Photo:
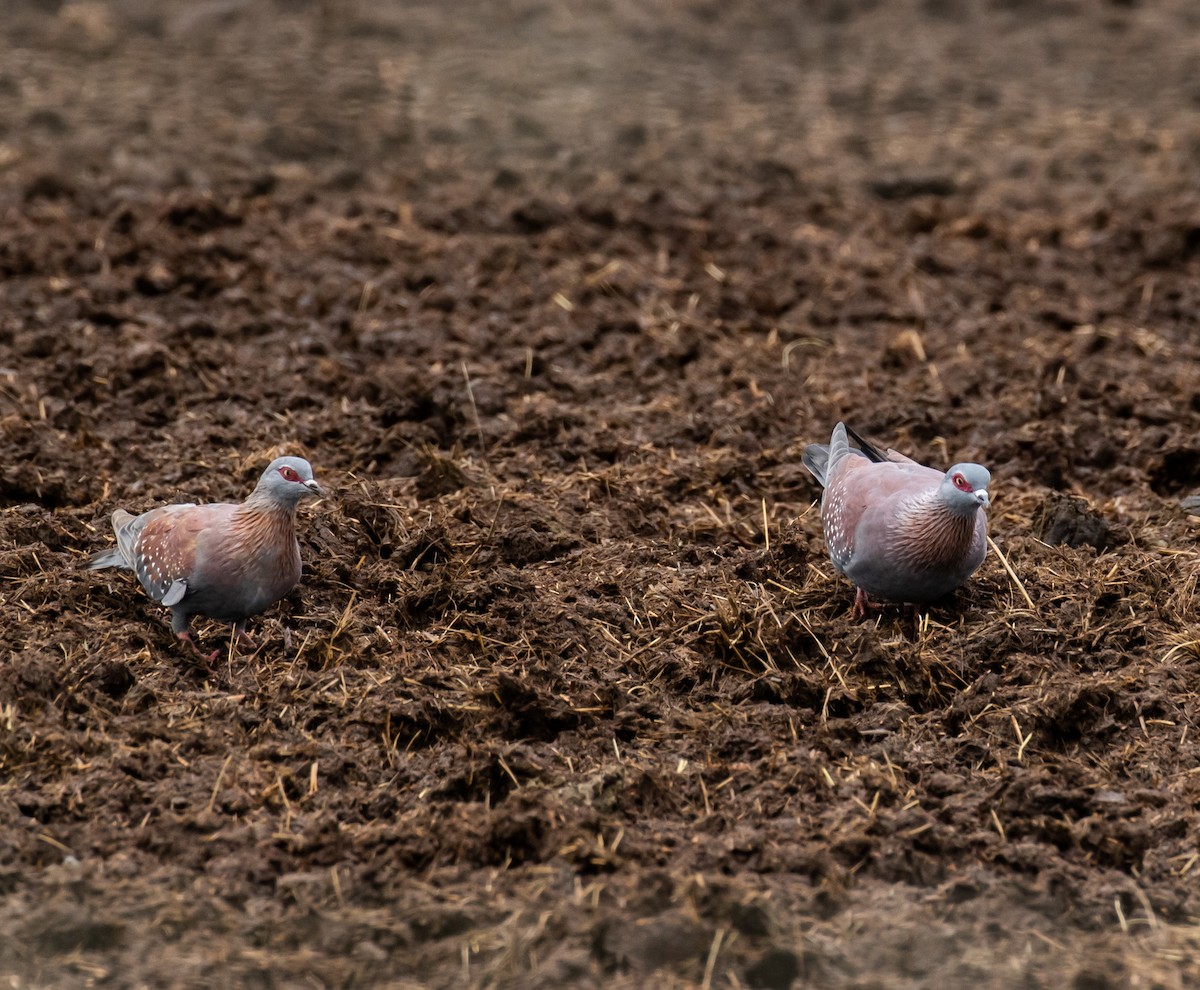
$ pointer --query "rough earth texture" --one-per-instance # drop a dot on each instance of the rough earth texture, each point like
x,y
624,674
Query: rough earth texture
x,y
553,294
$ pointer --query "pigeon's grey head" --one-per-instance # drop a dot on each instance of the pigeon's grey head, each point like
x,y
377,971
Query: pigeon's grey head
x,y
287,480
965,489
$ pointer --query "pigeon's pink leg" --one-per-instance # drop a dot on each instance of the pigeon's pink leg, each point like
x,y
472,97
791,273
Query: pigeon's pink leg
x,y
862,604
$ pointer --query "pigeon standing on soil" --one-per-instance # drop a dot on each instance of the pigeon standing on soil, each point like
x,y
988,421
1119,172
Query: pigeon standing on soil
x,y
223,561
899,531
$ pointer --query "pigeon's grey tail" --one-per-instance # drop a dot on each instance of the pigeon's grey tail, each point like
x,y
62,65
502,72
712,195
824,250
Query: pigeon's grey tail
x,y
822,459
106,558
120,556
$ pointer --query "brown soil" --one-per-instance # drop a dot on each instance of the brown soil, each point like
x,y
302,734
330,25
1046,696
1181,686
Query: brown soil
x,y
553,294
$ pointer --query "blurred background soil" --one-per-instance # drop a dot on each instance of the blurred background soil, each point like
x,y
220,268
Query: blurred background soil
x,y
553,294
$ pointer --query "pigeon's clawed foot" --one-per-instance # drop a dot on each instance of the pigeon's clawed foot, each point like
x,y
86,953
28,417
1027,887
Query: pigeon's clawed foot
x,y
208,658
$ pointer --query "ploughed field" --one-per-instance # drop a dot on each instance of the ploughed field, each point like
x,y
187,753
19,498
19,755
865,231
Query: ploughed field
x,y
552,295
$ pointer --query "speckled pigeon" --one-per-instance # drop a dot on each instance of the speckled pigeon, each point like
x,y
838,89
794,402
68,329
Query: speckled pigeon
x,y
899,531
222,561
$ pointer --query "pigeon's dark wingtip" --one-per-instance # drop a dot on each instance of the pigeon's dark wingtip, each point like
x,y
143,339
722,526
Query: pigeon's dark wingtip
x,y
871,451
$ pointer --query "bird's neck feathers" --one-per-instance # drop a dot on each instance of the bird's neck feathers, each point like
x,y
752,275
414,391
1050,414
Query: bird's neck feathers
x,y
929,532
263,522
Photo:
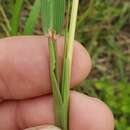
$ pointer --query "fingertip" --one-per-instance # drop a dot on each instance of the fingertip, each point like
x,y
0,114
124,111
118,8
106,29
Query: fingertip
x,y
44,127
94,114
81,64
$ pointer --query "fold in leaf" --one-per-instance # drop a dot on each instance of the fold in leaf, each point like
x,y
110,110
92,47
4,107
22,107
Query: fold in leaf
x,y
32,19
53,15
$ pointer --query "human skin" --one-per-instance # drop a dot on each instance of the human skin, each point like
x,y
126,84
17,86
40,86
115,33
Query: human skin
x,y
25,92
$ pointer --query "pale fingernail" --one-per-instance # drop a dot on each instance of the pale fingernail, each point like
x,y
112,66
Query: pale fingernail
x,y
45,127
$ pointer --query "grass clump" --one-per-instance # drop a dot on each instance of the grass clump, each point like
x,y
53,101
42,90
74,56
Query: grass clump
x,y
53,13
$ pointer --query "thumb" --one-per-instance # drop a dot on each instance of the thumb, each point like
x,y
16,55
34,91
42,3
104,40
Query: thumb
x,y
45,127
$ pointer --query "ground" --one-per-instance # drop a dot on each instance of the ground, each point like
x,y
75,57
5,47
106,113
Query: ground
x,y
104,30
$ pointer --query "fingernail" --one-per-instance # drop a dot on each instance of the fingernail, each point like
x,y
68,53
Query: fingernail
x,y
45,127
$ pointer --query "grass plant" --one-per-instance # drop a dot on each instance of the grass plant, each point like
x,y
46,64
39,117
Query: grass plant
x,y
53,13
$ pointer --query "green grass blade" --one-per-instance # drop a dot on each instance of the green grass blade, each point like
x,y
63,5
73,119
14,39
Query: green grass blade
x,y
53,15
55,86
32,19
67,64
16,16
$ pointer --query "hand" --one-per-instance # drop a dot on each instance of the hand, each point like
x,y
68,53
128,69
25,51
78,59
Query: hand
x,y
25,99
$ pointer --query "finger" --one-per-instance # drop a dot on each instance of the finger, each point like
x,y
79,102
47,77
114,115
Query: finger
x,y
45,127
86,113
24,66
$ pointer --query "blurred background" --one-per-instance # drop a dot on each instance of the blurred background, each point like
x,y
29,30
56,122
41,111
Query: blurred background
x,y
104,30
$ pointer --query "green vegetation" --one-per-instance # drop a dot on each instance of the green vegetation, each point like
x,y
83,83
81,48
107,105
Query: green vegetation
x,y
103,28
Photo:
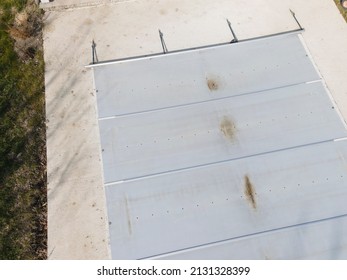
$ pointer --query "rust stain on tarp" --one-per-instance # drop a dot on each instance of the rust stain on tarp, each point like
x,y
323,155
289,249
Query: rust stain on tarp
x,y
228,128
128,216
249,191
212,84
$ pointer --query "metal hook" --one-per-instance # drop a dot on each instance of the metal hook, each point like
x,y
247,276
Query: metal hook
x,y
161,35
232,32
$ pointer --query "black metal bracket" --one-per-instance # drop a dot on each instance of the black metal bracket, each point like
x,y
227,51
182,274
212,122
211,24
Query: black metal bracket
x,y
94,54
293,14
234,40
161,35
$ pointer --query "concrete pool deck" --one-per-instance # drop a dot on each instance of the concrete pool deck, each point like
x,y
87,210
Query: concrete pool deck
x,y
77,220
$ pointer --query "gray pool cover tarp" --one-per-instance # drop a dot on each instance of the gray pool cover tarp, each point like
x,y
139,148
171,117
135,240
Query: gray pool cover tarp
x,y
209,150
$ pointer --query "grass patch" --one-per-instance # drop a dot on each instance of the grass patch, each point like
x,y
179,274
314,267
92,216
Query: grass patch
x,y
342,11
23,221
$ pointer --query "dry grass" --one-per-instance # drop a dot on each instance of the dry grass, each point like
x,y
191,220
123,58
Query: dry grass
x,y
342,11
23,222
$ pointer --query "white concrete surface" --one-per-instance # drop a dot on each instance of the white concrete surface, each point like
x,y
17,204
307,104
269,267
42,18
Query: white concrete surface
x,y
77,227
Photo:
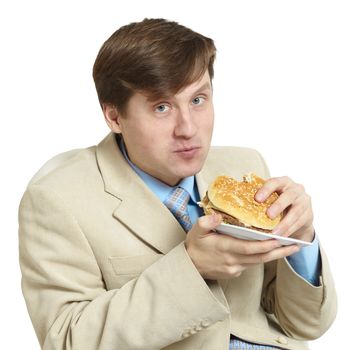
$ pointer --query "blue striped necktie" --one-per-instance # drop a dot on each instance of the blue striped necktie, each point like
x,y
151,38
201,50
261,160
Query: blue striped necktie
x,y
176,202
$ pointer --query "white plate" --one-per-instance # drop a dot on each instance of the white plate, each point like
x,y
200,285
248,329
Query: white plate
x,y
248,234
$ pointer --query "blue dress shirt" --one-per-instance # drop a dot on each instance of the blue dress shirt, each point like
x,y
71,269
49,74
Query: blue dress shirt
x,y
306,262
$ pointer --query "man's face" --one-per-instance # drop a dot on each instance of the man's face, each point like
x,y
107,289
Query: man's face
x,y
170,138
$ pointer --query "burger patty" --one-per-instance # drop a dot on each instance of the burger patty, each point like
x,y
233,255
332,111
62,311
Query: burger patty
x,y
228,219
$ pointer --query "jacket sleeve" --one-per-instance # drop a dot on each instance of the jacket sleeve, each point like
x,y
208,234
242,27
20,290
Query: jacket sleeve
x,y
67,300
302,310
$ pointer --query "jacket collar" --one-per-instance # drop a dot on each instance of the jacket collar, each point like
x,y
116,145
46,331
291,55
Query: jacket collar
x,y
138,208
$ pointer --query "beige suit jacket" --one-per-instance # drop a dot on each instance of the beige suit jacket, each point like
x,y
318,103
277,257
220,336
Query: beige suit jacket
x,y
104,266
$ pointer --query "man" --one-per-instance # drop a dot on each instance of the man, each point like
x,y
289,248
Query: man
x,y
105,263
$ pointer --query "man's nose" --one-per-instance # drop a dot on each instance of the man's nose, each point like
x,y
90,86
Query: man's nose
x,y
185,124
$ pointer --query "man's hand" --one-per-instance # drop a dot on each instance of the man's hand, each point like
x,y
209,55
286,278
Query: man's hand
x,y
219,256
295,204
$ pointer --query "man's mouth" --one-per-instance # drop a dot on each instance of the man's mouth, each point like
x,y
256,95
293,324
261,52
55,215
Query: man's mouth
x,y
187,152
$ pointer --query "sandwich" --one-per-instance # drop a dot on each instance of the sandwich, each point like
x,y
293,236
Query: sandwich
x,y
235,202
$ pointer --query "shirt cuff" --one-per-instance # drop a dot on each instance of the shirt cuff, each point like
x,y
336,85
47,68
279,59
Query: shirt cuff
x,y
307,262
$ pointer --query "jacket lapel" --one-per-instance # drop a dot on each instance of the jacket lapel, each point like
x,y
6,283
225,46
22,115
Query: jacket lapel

···

◆ **Written instruction**
Beginning at the line that holds "man's hand, each point like", reproduce each line of the records above down to and including the last one.

◆ **Answer for this exercise**
$ pointer --query "man's hand" --one-per-instance # drop a dot on each instance of the man's hand, each point like
x,y
209,55
286,278
Query: man's hand
x,y
219,256
295,204
$ pointer --query "man's mouth" --one-per-instance # drop a dot on each instance of the man's mouth, each point like
x,y
256,95
293,324
261,52
55,215
Query: man's mouth
x,y
187,152
$ pointer --query "sandwich" --one-per-instance # drop a dot on each instance of the sandwich, each point like
x,y
293,236
Query: sandwich
x,y
235,202
$ pointer --query "shirt cuff" --one-per-instance # drop a dot on each instance of the shirt cuff, each point like
x,y
336,85
47,68
279,59
Query: shirt cuff
x,y
307,262
$ pointer --query "jacket lapel" --one-per-instance # drop a dot on each instance of the jacket lapel, each point like
x,y
6,283
225,46
22,115
Query: jacket lapel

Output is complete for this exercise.